[What is expected] Using the records that appear below, write out exactly the lines from the one with "[pin] flower decoration" through the one with "[pin] yellow flower", keeping both end lines.

[Extracted material]
——

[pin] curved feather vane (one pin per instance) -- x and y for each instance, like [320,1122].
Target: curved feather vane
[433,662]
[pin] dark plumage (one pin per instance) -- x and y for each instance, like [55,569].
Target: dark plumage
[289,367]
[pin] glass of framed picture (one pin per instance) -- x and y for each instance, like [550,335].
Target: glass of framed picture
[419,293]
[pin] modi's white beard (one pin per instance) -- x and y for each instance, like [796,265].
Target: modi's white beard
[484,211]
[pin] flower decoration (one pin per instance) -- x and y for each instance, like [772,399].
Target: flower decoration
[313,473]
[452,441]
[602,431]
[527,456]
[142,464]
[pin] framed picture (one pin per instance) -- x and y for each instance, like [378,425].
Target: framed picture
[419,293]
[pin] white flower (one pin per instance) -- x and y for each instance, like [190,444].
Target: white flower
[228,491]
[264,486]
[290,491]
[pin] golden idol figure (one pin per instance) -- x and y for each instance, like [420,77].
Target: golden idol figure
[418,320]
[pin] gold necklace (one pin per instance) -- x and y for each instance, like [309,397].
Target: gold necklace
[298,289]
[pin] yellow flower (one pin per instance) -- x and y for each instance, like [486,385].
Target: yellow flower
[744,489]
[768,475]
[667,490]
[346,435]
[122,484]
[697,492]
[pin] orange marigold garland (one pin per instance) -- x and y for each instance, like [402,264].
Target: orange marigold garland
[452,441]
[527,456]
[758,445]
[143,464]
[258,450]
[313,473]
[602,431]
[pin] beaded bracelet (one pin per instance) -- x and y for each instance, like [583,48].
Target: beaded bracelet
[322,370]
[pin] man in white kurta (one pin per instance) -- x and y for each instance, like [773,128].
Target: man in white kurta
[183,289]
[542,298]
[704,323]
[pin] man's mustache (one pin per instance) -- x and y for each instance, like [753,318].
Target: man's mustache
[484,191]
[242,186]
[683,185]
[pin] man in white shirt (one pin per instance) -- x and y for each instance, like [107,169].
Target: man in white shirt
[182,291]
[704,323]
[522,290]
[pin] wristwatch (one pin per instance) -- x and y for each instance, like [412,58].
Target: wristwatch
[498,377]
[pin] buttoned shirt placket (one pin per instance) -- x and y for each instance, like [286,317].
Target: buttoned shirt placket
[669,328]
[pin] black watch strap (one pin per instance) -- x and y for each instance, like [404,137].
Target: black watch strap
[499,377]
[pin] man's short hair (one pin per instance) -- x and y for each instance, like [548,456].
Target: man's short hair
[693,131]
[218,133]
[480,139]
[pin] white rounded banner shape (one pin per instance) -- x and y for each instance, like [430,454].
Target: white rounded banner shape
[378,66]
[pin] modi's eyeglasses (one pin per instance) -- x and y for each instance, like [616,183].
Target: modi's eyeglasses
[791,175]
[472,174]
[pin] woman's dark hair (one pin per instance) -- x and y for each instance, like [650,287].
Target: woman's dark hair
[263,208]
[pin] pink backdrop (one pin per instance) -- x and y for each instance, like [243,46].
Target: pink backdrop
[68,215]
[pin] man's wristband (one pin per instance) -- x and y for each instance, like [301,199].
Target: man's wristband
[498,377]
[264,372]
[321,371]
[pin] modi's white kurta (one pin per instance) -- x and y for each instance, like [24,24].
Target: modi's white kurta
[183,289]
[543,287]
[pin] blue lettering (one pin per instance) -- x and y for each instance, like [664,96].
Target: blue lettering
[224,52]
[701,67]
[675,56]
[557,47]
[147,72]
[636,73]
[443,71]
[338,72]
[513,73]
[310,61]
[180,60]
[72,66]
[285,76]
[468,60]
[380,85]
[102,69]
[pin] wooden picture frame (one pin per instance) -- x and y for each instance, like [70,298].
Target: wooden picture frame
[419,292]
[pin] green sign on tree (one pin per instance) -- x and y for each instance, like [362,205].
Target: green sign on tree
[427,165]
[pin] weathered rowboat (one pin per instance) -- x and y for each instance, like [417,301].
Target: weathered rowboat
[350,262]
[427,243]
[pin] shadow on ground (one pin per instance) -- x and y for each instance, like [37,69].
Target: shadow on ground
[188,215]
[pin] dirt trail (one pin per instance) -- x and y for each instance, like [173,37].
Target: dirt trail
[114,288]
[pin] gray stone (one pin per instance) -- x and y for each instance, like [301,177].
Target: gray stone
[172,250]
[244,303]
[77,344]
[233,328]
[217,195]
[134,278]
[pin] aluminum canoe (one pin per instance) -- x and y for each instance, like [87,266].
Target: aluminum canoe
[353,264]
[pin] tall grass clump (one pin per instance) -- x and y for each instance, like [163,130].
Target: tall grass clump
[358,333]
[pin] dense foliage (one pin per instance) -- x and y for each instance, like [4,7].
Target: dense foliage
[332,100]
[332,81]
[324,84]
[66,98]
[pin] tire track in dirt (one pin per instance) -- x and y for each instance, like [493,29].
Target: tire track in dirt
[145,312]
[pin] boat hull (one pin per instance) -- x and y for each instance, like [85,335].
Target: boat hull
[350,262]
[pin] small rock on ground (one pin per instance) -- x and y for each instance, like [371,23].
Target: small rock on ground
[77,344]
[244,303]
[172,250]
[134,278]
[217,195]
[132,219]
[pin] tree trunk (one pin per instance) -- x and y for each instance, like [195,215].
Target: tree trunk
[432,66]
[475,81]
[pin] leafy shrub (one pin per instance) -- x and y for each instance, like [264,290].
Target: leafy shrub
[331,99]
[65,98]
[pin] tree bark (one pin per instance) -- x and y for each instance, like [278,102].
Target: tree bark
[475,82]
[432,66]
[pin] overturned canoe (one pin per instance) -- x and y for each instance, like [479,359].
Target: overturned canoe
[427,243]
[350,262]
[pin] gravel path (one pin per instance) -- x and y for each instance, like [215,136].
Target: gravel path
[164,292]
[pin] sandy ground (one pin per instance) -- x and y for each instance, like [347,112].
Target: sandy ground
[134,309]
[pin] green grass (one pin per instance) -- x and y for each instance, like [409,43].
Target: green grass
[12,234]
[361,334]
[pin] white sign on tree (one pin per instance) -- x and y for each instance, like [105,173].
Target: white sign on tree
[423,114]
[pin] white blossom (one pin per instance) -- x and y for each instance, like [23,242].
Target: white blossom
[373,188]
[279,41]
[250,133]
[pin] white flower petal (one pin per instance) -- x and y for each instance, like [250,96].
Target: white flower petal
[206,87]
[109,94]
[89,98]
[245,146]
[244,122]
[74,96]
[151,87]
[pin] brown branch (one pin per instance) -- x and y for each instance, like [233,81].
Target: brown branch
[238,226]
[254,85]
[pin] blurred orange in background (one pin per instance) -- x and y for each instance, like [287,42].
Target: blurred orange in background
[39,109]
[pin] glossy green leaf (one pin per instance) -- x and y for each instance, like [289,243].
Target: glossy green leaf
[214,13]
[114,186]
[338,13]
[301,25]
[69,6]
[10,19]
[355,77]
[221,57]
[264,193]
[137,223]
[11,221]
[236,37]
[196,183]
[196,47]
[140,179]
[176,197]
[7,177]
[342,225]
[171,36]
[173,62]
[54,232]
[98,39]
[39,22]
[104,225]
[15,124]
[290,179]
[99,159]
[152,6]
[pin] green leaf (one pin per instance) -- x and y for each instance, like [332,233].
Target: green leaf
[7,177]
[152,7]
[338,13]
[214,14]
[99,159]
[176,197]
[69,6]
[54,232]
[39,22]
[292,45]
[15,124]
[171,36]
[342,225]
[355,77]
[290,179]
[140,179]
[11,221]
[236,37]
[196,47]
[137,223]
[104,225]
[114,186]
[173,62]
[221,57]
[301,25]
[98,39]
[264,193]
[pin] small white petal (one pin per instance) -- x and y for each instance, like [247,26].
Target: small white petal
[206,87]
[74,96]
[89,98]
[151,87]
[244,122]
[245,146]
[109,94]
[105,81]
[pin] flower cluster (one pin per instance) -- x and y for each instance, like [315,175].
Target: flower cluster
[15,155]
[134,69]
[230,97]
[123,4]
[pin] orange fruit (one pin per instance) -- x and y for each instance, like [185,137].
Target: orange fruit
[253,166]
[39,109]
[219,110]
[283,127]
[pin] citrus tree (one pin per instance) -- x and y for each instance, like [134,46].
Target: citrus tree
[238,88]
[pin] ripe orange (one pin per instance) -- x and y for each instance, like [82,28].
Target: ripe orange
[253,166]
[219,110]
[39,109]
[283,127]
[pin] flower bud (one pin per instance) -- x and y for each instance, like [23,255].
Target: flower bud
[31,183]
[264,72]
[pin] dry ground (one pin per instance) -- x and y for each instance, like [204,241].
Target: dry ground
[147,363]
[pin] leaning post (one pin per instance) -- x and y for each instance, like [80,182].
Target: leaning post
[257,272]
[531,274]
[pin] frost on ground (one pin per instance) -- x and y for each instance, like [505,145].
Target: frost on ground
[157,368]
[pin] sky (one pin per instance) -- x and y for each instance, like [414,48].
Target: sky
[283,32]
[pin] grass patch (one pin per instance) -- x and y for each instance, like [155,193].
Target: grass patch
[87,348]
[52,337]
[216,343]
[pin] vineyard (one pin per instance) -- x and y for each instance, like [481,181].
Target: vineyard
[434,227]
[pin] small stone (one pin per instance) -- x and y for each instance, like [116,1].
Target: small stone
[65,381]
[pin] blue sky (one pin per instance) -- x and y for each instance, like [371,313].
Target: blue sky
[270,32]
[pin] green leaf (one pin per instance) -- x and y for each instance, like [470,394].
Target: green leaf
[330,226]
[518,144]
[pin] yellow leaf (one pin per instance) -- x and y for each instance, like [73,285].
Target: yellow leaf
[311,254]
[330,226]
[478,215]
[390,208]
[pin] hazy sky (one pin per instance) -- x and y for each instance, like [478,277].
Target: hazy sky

——

[Expected answer]
[pin] flower decoration (one pin per instance) -- x and y for each instance, like [772,399].
Target: flower decoration
[313,473]
[452,441]
[602,431]
[527,456]
[142,464]
[pin] framed picture (one pin per instance) -- x and y for each instance, like [378,425].
Target: framed picture
[419,293]
[pin] white flower (one pin per instance) -- x and y for each instance, like [190,444].
Target: white flower
[228,491]
[264,486]
[290,491]
[pin] golden idol figure (one pin per instance) -- x and y for each instance, like [420,77].
Target: golden idol figure
[418,320]
[pin] gold necklace (one pin per instance) -- x and y for each instance, like [309,397].
Target: gold necklace
[298,289]
[pin] yellow flower (one pin per instance) -- x and y for each instance, like [486,385].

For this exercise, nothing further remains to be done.